- [TASK BRIEF] Needed from the entries below: every line that holds the word "positive".
Start of DATA FOR ANALYSIS
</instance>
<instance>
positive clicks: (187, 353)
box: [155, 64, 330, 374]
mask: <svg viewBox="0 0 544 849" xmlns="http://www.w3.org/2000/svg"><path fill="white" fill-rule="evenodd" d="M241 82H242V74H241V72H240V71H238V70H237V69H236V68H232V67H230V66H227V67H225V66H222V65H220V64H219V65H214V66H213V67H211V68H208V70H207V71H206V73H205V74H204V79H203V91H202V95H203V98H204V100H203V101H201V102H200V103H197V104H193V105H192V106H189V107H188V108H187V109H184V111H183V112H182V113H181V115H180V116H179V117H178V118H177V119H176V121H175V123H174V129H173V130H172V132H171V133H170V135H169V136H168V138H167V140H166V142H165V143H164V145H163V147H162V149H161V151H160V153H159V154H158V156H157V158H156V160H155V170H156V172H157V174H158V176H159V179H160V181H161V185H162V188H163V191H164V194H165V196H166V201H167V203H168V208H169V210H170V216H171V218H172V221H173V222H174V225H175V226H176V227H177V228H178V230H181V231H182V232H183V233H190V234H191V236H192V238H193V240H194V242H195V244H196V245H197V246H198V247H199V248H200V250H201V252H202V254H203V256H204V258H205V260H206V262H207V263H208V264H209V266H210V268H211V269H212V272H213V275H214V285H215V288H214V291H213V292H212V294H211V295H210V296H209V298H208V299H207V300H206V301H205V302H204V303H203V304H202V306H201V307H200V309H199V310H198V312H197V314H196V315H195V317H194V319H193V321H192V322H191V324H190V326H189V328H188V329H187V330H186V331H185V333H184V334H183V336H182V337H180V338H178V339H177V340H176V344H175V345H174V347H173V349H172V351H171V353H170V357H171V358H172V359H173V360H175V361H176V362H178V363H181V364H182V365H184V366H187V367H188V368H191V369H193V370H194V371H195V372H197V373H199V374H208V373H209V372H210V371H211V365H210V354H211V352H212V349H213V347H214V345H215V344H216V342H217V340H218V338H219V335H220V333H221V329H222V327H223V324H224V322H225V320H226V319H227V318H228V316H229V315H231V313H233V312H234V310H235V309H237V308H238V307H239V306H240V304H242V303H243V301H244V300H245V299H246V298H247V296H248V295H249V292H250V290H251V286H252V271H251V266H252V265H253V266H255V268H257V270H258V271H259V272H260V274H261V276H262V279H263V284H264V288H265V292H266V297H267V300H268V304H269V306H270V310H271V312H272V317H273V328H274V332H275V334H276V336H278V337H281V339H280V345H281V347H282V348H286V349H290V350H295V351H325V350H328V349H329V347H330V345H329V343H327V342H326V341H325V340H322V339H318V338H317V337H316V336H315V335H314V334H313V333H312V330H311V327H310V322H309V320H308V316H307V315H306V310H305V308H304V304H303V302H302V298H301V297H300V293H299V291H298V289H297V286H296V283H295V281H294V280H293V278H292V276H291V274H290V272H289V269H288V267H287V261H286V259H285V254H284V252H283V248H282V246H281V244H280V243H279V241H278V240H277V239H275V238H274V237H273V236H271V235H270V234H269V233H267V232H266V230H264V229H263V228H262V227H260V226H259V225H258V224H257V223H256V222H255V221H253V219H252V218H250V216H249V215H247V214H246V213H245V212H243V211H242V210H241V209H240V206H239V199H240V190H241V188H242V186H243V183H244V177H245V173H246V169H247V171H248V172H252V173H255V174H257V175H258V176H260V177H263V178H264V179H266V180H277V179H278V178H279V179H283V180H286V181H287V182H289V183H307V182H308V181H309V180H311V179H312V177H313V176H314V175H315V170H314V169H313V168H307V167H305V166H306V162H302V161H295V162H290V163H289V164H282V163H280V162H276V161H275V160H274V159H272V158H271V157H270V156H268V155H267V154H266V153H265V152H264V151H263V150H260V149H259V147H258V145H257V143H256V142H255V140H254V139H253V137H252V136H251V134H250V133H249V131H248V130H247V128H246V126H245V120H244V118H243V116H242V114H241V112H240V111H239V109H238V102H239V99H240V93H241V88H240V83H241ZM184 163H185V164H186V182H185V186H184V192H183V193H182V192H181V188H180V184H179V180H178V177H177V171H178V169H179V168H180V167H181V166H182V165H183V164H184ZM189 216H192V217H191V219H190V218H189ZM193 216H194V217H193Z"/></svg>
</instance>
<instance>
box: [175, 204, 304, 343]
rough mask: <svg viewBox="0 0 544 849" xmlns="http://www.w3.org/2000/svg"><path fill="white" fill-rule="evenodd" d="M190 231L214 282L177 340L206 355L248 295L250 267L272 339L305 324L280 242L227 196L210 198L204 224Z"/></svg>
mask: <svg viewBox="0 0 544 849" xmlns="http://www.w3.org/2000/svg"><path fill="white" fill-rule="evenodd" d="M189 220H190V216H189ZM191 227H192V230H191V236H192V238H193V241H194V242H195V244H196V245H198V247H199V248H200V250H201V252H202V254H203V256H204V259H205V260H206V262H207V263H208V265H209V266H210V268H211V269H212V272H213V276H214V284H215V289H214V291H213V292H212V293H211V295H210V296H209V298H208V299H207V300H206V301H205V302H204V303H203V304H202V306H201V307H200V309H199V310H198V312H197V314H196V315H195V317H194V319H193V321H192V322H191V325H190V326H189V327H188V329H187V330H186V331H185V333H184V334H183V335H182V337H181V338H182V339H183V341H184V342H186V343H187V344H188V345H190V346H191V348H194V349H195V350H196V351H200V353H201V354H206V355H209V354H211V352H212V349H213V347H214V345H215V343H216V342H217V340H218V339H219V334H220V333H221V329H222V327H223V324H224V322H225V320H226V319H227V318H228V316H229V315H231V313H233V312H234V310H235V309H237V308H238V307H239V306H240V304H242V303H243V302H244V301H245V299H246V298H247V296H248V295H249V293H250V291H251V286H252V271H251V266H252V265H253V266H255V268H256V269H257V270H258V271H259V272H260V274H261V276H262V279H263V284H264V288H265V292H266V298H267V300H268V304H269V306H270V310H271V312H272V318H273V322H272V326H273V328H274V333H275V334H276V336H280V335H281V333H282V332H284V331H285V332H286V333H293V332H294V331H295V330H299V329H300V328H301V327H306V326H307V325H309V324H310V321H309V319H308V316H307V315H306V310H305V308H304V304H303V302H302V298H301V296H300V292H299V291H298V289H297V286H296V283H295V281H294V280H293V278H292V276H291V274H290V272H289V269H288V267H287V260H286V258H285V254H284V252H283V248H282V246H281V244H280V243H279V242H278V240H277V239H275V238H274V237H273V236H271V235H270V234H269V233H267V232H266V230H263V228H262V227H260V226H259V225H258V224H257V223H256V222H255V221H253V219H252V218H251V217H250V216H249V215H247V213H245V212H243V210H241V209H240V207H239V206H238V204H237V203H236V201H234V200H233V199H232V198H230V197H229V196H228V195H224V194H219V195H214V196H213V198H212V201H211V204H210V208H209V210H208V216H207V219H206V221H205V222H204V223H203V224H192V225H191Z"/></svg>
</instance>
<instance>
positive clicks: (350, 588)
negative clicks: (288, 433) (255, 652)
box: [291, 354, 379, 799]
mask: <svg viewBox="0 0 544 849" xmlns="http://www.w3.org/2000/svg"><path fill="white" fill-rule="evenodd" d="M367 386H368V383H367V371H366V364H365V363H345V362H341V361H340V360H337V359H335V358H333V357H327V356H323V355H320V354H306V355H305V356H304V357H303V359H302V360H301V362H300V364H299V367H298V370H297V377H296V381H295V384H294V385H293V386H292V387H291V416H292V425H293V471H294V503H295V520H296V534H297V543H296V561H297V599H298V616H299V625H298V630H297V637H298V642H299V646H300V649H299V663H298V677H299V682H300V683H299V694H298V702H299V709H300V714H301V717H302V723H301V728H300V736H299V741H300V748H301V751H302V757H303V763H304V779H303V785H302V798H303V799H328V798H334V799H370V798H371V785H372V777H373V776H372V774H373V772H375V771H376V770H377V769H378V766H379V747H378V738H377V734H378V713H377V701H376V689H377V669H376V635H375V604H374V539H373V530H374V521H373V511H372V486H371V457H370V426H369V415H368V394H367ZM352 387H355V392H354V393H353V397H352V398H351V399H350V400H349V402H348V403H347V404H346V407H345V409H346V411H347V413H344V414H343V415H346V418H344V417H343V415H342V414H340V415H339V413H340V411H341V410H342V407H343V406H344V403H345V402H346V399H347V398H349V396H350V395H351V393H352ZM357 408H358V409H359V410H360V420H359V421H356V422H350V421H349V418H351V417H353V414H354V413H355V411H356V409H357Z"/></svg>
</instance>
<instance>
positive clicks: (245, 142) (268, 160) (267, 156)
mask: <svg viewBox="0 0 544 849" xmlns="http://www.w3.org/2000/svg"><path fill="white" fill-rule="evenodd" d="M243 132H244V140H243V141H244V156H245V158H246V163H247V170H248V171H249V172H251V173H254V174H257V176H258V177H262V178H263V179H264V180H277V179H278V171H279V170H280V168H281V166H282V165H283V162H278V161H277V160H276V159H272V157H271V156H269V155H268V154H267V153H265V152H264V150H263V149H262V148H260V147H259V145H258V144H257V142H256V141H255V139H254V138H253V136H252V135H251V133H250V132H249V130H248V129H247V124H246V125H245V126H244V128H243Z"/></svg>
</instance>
End of DATA FOR ANALYSIS
- [EXERCISE OUTPUT]
positive clicks: (187, 353)
positive clicks: (350, 588)
positive clicks: (245, 142) (268, 160) (267, 156)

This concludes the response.